Return all of the material below as a numbered list, leaving out any blank lines.

═══ SUPPLIED INFORMATION ═══

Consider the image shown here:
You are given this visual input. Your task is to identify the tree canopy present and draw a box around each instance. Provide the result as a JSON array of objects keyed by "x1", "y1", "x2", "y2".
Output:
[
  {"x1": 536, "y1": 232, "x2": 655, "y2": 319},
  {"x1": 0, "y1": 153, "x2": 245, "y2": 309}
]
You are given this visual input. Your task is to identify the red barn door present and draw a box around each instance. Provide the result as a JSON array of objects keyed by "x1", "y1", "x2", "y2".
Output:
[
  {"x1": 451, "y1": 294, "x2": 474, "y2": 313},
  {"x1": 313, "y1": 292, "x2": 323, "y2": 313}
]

═══

:: OUTPUT OF THE TASK ::
1. Consider the image shown here:
2. You are given this visual input. Your task is to identify the tree canopy present and draw a box around each instance. Provide the result as a JSON array of objects keyed by "x1", "y1", "x2", "y2".
3. Output:
4. [
5.   {"x1": 536, "y1": 232, "x2": 655, "y2": 319},
6.   {"x1": 0, "y1": 153, "x2": 245, "y2": 309}
7. ]
8. You are given this visual input. Your task is to identify the red barn door present and draw a box around each instance. Provide the result as a JSON array of objects keyed by "x1", "y1", "x2", "y2".
9. Output:
10. [
11.   {"x1": 451, "y1": 294, "x2": 474, "y2": 313},
12.   {"x1": 313, "y1": 292, "x2": 323, "y2": 313}
13. ]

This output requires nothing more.